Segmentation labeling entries
>>>>>
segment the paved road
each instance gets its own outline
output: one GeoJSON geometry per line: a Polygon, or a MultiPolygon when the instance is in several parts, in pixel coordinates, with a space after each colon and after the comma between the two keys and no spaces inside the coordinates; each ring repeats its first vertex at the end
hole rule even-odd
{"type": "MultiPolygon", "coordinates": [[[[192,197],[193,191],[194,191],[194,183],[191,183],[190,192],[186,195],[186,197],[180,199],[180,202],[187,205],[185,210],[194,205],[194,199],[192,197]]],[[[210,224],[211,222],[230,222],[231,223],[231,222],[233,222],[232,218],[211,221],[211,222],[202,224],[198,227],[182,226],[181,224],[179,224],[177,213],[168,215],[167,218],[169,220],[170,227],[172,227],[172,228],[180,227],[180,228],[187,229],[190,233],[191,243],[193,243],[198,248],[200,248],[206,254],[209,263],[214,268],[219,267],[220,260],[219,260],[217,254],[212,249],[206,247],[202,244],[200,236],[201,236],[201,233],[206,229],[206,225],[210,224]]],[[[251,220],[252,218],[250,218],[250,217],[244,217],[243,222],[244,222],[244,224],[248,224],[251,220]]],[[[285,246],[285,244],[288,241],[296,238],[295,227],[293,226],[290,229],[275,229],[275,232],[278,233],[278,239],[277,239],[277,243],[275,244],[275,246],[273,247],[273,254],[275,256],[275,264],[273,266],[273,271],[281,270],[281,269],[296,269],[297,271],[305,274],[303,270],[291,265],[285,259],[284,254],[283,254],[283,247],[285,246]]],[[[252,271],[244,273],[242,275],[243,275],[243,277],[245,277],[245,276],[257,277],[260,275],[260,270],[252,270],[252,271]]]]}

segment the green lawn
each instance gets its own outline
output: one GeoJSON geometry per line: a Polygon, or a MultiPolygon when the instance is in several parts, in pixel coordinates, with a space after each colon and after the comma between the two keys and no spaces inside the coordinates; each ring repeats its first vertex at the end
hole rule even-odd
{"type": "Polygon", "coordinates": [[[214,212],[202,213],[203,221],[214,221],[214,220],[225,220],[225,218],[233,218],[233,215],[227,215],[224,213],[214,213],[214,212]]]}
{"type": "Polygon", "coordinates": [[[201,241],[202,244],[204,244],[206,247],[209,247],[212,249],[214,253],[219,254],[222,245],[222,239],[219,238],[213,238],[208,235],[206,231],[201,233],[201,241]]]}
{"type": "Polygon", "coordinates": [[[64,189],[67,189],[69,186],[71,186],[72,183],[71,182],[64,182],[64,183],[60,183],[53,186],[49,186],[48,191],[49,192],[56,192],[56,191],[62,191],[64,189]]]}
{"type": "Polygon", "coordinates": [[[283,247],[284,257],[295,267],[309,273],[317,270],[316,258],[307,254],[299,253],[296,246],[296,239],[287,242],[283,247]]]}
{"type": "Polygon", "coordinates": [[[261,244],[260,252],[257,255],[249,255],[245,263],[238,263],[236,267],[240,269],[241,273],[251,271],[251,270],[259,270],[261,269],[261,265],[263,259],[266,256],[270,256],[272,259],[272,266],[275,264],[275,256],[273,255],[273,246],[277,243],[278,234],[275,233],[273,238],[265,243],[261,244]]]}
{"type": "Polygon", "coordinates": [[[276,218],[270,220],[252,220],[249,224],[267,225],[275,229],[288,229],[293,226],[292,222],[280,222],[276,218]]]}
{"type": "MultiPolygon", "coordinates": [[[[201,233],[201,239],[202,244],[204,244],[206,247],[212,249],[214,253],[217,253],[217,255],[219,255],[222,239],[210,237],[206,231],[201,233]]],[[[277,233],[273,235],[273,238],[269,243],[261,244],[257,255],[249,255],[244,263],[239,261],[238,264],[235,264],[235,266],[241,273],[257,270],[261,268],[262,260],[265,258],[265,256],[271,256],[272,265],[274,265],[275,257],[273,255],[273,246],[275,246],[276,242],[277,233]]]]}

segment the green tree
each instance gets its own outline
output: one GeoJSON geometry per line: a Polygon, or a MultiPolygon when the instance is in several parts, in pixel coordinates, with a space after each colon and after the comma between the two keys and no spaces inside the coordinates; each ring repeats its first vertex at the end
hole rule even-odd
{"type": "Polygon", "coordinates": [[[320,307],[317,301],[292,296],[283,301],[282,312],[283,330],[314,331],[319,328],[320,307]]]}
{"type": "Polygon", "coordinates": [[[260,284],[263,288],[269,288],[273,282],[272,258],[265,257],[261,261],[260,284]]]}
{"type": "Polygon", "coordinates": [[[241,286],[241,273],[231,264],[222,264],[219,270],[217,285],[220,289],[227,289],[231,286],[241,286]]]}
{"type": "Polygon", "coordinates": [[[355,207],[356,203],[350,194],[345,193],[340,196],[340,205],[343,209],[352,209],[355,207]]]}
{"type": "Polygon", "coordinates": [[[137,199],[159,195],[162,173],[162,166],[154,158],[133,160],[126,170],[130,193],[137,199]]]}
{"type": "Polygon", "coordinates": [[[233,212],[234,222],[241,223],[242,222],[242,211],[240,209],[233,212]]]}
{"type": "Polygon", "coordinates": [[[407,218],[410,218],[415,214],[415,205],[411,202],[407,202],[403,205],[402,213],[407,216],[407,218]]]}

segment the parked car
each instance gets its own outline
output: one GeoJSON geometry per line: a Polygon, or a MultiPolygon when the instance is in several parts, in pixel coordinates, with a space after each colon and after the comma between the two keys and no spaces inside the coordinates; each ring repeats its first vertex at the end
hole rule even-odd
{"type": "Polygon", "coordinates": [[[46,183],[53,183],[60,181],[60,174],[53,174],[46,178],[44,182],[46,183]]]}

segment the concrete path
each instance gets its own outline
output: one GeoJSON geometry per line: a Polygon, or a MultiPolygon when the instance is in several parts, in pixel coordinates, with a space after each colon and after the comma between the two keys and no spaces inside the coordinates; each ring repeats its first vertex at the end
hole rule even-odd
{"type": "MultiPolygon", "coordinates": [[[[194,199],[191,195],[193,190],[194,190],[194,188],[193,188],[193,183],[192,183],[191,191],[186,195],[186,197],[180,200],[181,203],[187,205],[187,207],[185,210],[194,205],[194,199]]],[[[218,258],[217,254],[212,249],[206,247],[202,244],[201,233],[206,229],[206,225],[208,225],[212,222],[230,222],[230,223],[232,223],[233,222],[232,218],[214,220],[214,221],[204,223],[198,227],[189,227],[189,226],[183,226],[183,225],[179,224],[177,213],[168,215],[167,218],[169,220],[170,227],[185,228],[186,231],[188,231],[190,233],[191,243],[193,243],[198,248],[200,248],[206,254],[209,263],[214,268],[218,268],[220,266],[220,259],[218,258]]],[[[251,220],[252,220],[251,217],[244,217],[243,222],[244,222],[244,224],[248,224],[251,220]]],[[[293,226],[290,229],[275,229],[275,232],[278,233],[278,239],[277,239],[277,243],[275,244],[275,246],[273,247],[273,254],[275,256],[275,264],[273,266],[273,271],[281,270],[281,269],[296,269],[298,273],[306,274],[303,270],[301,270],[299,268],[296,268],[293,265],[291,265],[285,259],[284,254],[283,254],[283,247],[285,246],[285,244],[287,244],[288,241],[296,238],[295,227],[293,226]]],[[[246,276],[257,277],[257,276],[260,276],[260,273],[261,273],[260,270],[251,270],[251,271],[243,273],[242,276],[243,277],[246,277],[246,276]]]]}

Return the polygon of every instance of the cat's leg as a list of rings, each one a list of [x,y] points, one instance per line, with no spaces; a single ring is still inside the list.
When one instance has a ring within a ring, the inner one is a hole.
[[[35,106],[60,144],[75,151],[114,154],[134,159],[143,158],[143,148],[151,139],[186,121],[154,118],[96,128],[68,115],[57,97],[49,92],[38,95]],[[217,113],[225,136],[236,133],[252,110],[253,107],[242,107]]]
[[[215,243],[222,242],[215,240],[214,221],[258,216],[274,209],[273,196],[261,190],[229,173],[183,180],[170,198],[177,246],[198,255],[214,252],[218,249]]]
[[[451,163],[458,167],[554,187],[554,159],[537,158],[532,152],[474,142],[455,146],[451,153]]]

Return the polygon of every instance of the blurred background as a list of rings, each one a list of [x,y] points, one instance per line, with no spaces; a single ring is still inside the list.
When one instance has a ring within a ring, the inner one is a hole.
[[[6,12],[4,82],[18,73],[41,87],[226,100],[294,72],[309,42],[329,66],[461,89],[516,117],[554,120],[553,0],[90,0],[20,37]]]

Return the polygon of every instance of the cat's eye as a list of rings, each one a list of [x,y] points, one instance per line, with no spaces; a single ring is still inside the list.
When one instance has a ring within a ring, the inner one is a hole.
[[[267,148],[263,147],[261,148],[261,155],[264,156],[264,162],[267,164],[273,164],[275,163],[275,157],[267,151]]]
<<<<<
Short task = Give back, unchanged, the lines of the entries from the one containing "Return the polygon of every instance of the blurred" through the last line of the entries.

Response to the task =
Return the polygon of every instance of the blurred background as a list of rings, each one a list of [x,y] points, one instance per line, with no spaces; a single ring is still inside the list.
When one instance has a ring within a ring, the inner one is a hole.
[[[6,12],[4,82],[18,73],[41,87],[226,100],[294,72],[309,42],[329,66],[461,89],[516,117],[554,120],[553,0],[90,0],[20,37]]]

Return the polygon of every instance of the cat's eye as a list of rings, each one a list of [x,y] points, one instance per line, with no spaces; a single ring is still inside the list.
When one instance has a ring within a ring, the inner one is a hole.
[[[267,148],[263,147],[261,148],[261,155],[264,156],[264,162],[267,164],[273,164],[275,163],[275,157],[267,151]]]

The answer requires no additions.